** Opening Data for review block **

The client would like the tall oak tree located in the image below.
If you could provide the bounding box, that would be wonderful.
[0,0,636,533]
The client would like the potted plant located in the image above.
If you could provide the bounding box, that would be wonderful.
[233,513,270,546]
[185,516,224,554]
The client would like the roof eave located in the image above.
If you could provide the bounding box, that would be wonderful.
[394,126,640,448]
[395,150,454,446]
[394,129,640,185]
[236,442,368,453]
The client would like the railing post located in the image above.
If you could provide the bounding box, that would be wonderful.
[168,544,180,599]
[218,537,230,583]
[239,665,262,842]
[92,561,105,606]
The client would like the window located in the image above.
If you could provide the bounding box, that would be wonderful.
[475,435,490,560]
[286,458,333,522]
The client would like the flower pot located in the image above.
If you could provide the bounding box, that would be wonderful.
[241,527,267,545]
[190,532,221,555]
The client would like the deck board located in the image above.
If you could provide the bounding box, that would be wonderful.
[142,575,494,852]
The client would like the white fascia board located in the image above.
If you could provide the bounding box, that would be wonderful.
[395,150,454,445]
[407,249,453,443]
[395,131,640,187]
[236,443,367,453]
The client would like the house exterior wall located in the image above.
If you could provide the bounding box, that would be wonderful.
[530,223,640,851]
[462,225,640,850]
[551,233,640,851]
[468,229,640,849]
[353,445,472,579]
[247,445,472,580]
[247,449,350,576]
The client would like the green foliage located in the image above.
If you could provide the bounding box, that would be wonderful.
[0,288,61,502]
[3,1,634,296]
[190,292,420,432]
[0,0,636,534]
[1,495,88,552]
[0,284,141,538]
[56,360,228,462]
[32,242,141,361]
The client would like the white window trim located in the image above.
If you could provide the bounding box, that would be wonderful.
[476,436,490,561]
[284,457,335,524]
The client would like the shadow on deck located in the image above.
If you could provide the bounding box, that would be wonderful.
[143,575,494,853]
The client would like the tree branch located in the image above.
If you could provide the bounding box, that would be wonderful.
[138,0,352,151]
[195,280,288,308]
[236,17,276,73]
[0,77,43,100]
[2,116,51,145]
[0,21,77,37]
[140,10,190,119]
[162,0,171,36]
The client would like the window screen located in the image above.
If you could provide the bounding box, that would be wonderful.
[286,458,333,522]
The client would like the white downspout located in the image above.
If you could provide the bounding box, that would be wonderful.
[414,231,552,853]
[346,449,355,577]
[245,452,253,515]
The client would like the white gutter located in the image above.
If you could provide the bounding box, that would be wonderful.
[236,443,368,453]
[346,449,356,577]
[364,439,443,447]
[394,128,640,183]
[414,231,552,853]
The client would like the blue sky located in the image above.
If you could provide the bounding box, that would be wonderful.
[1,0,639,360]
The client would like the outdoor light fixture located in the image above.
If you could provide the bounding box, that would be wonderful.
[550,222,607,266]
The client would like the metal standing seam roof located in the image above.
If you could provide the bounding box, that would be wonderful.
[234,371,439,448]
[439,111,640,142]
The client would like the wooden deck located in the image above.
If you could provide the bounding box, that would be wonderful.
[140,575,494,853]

** Closing Data for review block **

Exercise description
Could you retype each record exactly as it appears?

Answer to the problem
The client would like the tall oak tree located in the image below.
If you could provide the bounding box, that would be wonderful.
[0,0,636,533]
The client would like the potted plant located in the image above.
If you could provide the bounding box, that would be wonderful.
[233,513,270,546]
[185,516,224,554]
The client would like the roof eave located in the image above.
If you could provide the bounding box, that would be wonderful.
[394,126,640,448]
[395,150,454,446]
[394,129,640,185]
[236,442,368,453]
The client would like the railing post located in the image above.
If you could provide the bounding box, that would be wonderful.
[168,544,180,599]
[218,537,230,583]
[239,665,262,842]
[92,561,105,606]
The client would like the window located in the image above.
If you could provide the bounding box, that would be wonderful.
[475,435,490,560]
[286,458,333,522]
The client would like the flower pot located in the image above.
If you could provide the bounding box, that would be wonderful.
[241,527,267,545]
[190,532,221,555]
The client would like the deck board located in the image above.
If you could provide the bounding box, that would be wonderful.
[142,575,494,852]
The client would like the white fascia board located in the image above.
If you could provide the bounding box, that would be wonderful.
[395,150,454,445]
[407,249,453,443]
[395,131,640,187]
[236,443,367,453]
The client would like the house exterior wall located in the image above.
If you could provide the bounding box, that would be wonderful.
[530,223,640,851]
[462,225,640,850]
[551,233,640,851]
[468,229,640,849]
[353,445,472,579]
[247,445,472,580]
[247,449,350,576]
The client would like the green foliage located in the image above.
If you could provide the bounding box, that would be wonderful.
[0,288,61,502]
[3,1,634,296]
[190,292,420,432]
[0,0,636,534]
[1,495,88,552]
[0,284,141,538]
[56,360,228,462]
[32,242,141,361]
The client would like the white window trim located in the image above.
If you could provide the bounding box, that would be wonderful.
[476,436,490,561]
[284,457,335,524]
The client would like the shadow on deck located in the image above.
If you could provide the bounding box, that would be wonderful.
[143,575,494,853]
The client would like the tree branch located in the image above.
If you could provide the bounding box, that would be wonderful.
[138,0,352,151]
[195,280,288,308]
[236,17,276,73]
[0,77,43,100]
[2,116,51,145]
[0,21,77,37]
[140,10,190,119]
[162,0,171,36]
The client would like the window screen located in the image above.
If you could provide the bounding box, that would be wonderful.
[286,458,333,522]
The client would like the white downspout located in the image above.
If you could provide the bounding box, that would be wonderful.
[414,231,552,853]
[346,449,355,577]
[245,452,253,515]
The client would like the white gutter located in the image above.
If you could provide the bounding box, that would be wonderful.
[236,443,368,453]
[346,449,356,577]
[364,439,443,447]
[394,128,640,183]
[414,231,552,853]
The client would like the blue sky located in the image above.
If you could provide the bounding box, that would be wonderful.
[1,0,639,360]
The client would like the outdoor light fixture located in the image above.
If you could provide the bounding box, that would be wonderful.
[550,222,607,266]
The client would like the metal standing seam roof located in the image above.
If you could provide the bounding box, that would be wonderful.
[234,371,439,448]
[439,111,640,142]
The client would like the wooden deck located in the image above.
If you could provide the bounding box, that would be wonderful.
[140,575,494,853]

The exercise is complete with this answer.